INFORMATION PROVIDED START
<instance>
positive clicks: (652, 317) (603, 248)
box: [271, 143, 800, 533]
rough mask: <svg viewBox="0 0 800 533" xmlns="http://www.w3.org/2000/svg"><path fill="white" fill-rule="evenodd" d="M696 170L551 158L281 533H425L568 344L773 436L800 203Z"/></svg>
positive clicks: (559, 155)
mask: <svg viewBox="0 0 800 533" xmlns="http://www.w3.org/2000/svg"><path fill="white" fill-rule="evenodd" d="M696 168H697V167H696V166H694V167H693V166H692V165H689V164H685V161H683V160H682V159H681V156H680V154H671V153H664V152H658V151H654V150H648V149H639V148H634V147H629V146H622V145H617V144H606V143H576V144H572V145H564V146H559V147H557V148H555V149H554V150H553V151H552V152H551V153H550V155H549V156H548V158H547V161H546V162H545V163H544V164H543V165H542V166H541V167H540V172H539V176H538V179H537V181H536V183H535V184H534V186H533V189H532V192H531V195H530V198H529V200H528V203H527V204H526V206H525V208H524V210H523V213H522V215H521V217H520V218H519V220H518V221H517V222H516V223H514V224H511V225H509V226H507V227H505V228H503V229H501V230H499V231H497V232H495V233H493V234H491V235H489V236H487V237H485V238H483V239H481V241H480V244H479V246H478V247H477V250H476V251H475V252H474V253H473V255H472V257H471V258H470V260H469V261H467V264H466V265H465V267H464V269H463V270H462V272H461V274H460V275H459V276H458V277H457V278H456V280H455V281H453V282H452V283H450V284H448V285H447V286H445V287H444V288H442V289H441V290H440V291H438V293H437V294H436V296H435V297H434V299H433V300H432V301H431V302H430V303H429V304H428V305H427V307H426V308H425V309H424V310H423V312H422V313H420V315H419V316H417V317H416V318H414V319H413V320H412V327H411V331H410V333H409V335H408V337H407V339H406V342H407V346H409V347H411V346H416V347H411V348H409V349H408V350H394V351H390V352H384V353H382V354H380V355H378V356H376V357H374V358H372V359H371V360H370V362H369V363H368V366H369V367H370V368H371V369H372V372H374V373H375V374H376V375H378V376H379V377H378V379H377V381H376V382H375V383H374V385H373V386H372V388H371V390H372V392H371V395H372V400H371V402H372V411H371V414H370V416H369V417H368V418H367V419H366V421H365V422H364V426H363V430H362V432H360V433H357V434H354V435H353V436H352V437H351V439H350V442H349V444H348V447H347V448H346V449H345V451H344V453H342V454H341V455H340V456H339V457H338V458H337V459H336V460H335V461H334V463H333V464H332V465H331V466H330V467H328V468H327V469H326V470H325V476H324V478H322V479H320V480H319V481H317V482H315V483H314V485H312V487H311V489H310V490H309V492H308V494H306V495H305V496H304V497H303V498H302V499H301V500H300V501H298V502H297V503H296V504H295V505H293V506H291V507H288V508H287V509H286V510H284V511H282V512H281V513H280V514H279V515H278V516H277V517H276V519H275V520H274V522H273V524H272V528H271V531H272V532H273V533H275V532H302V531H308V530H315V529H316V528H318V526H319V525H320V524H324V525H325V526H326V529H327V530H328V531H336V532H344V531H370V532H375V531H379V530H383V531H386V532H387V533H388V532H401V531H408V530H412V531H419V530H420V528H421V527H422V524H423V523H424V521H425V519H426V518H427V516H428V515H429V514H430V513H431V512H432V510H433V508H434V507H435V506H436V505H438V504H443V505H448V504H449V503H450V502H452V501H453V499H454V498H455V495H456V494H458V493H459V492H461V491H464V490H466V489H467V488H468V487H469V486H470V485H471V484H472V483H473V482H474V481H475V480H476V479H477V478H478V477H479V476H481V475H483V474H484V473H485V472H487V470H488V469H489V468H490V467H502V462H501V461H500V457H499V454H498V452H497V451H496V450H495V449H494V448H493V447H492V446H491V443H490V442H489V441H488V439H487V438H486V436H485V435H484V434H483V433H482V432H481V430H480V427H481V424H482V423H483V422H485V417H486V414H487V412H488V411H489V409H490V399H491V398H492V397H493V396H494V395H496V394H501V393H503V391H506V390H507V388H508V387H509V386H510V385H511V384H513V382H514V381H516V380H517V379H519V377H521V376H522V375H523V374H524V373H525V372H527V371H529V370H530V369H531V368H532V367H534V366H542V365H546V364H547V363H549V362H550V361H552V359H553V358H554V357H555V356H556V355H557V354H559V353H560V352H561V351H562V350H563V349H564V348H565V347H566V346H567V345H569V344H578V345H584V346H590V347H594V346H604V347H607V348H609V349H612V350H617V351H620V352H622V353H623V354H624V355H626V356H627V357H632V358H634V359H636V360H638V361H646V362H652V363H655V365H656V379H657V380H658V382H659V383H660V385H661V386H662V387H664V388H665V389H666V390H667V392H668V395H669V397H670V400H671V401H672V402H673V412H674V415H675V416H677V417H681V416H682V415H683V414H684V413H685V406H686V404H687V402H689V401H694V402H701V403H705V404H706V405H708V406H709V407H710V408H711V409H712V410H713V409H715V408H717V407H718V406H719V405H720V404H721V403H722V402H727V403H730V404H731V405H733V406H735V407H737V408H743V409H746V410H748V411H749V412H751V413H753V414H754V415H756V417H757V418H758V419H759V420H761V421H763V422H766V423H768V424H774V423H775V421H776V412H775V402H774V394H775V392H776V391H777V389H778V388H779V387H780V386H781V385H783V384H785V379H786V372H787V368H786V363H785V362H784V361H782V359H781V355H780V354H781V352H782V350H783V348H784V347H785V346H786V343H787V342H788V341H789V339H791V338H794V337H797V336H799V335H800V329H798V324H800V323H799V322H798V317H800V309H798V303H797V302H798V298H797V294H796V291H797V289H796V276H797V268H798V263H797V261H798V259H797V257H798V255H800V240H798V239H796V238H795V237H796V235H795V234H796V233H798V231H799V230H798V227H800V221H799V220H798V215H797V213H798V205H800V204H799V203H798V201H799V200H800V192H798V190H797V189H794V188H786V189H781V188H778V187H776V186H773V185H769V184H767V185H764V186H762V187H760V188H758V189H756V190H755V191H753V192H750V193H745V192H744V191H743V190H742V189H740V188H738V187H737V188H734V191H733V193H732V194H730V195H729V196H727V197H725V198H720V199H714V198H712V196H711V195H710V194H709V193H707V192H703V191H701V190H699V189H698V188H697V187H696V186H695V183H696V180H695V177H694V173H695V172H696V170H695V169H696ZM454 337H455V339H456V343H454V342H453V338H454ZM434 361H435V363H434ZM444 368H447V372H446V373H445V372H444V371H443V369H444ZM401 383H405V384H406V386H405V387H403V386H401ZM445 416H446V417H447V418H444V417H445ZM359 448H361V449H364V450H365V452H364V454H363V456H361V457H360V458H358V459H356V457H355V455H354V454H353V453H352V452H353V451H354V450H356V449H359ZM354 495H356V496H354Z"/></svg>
INFORMATION PROVIDED END
— WHAT THE TASK REQUIRES —
Repeat only the lines above, from the first line of the entries through the line that contains "rough mask: <svg", including both ends.

— FINAL ANSWER —
<instance>
positive clicks: (652, 317) (603, 248)
box: [271, 143, 800, 533]
rough mask: <svg viewBox="0 0 800 533" xmlns="http://www.w3.org/2000/svg"><path fill="white" fill-rule="evenodd" d="M696 170L551 158L281 533H425L568 344L773 436L800 203Z"/></svg>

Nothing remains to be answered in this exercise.